WRITTEN TASK: Give only the lines from the one containing "Expected: for each instance of the smoked" through the end of the material below, exactly as written.

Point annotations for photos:

━━━

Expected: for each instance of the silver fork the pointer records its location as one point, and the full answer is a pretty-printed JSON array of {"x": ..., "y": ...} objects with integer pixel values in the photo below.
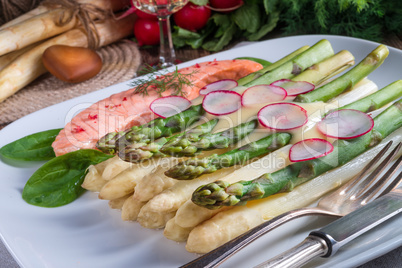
[{"x": 351, "y": 196}]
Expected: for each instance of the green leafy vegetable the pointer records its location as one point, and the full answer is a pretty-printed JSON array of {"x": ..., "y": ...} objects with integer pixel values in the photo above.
[
  {"x": 35, "y": 147},
  {"x": 58, "y": 182},
  {"x": 255, "y": 19}
]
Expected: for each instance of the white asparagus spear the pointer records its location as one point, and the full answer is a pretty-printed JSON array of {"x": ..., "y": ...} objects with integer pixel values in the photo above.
[
  {"x": 114, "y": 167},
  {"x": 32, "y": 13},
  {"x": 44, "y": 25},
  {"x": 152, "y": 219},
  {"x": 171, "y": 199},
  {"x": 226, "y": 225},
  {"x": 131, "y": 208},
  {"x": 175, "y": 232},
  {"x": 153, "y": 184},
  {"x": 28, "y": 66},
  {"x": 118, "y": 202},
  {"x": 190, "y": 215},
  {"x": 93, "y": 180}
]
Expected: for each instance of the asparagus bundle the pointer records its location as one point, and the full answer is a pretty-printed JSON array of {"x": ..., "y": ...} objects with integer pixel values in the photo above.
[
  {"x": 133, "y": 153},
  {"x": 28, "y": 66},
  {"x": 300, "y": 60},
  {"x": 193, "y": 168},
  {"x": 41, "y": 24},
  {"x": 172, "y": 198},
  {"x": 220, "y": 193}
]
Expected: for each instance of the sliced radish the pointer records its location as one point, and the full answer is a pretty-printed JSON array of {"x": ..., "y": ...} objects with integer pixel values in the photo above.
[
  {"x": 224, "y": 84},
  {"x": 309, "y": 149},
  {"x": 170, "y": 105},
  {"x": 294, "y": 88},
  {"x": 282, "y": 116},
  {"x": 221, "y": 102},
  {"x": 262, "y": 94},
  {"x": 346, "y": 124}
]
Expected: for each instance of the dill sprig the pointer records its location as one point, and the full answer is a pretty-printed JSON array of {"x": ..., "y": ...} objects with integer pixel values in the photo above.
[{"x": 160, "y": 80}]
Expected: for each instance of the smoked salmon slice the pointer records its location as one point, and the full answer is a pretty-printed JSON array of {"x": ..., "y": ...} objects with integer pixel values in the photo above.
[{"x": 126, "y": 109}]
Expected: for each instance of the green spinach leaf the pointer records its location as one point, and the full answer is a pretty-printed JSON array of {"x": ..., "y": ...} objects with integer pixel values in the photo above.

━━━

TASK SOLUTION:
Expected: for each instance of the smoked salmon slice the pointer records its location as one point, and the full answer is a pretty-printed JSON array of {"x": ..., "y": ...} objects with integer pixel values in the photo above.
[{"x": 126, "y": 109}]
Expected: for each instance of the green spinach leaf the pointer records its location as one point, and the full answer is a pretty-printed JSON array of {"x": ..., "y": ...} objects with integer pixel values in the photo above.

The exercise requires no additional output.